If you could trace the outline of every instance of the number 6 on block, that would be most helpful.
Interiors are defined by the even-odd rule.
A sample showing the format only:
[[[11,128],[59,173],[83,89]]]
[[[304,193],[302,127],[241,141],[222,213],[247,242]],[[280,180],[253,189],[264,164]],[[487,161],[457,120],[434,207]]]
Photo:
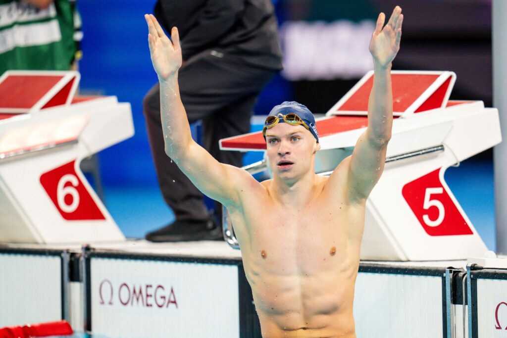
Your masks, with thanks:
[[[418,223],[430,236],[472,235],[457,202],[444,187],[443,177],[442,169],[438,169],[403,187],[403,197],[418,221],[410,225]]]
[[[76,161],[41,175],[42,187],[62,218],[66,220],[105,219],[87,187],[76,171]]]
■ ■ ■
Copy all of the rows above word for word, leaving out the pictures.

▶ **WRITTEN ANSWER**:
If you could trace the outline of every instance of the number 6 on block, that would be most helpful.
Interiors are defined by the even-odd rule.
A sample showing the format only:
[[[11,128],[59,173],[83,89]]]
[[[304,193],[302,127],[241,141],[222,213],[247,242]],[[280,180],[253,189],[264,164]],[[487,161],[457,120],[434,207]]]
Photo:
Your masks, with thanks:
[[[418,223],[430,236],[472,235],[457,202],[444,187],[443,177],[442,169],[438,169],[403,187],[403,197],[418,221],[410,225]]]
[[[76,161],[41,175],[42,187],[62,218],[66,220],[105,219],[87,187],[76,171]]]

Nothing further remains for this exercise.